**Description of the task**. Express the stretch from the line containing "</instance>" through the line containing "positive clicks: (511, 249)", both ends included, as a JSON list of strings with one string per line and blank lines omitted.

**Dataset extract**.

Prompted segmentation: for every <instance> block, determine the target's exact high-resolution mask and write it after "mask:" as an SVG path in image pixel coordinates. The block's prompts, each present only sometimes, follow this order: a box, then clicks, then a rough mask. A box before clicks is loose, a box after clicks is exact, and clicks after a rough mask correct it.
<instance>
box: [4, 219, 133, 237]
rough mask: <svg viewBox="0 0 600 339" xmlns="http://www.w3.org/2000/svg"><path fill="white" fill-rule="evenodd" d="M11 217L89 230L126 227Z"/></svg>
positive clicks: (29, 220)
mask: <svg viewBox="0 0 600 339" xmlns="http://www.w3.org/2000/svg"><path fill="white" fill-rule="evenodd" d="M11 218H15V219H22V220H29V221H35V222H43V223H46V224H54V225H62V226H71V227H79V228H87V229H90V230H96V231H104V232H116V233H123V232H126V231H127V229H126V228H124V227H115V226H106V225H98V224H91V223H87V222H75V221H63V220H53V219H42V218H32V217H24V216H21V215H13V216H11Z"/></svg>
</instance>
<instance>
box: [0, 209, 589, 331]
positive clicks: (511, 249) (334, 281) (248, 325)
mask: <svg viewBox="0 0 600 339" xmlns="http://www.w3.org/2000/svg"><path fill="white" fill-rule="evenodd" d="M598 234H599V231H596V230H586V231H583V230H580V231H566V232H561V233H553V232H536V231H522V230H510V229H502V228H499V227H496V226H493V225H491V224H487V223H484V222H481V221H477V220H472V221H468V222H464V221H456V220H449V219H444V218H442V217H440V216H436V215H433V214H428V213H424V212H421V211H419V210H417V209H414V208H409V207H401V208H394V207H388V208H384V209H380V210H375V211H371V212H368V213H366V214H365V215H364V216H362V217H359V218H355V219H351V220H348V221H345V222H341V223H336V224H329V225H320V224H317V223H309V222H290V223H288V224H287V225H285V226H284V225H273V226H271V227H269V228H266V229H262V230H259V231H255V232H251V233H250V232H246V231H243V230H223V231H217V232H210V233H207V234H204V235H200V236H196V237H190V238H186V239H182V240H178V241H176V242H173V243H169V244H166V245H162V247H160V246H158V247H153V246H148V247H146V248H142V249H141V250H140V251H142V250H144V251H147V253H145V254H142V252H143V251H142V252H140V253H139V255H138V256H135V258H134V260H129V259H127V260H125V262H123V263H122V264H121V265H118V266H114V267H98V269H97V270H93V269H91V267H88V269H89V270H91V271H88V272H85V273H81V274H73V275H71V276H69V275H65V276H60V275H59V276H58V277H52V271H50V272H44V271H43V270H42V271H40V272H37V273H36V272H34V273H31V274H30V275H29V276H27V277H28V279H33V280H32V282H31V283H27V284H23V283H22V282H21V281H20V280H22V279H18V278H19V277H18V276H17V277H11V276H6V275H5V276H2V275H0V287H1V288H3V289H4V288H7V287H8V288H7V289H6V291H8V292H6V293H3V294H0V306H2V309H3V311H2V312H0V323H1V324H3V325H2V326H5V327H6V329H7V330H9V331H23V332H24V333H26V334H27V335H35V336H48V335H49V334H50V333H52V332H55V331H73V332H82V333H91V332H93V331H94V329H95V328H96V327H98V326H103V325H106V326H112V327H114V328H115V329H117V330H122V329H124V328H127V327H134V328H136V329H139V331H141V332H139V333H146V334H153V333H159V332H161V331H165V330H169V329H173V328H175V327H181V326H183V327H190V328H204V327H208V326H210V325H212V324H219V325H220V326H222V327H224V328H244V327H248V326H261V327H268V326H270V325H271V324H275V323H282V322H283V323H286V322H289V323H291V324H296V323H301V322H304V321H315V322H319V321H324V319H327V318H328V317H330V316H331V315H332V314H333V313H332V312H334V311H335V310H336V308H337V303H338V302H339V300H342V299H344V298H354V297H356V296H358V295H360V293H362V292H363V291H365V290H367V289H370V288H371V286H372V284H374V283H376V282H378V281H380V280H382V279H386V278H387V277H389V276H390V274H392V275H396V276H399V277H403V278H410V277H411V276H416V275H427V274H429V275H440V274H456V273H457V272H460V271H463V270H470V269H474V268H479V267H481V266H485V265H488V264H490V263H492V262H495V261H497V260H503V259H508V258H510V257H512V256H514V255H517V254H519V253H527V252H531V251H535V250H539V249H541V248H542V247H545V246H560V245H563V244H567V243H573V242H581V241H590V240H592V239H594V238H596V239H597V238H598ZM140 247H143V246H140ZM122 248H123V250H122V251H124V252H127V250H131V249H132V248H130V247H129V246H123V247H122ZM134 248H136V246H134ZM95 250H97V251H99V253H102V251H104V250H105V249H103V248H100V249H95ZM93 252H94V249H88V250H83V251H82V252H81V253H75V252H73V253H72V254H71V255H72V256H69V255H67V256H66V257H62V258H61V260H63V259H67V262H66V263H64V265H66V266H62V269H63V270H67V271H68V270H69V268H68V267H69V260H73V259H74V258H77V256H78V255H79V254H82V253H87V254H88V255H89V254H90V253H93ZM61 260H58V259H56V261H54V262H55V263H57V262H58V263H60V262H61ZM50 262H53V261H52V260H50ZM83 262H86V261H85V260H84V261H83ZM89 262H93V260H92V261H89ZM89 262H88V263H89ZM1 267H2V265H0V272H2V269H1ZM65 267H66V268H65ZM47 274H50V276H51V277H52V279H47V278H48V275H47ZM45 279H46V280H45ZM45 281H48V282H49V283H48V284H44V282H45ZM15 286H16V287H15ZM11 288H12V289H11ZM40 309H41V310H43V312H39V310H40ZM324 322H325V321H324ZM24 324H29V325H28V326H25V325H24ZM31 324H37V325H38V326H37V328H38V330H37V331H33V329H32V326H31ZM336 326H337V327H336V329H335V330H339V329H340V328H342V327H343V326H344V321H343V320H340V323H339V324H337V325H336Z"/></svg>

**Finished task**.
[
  "</instance>",
  "<instance>",
  "box: [0, 209, 589, 331]",
  "positive clicks: (511, 249) (334, 281) (248, 325)"
]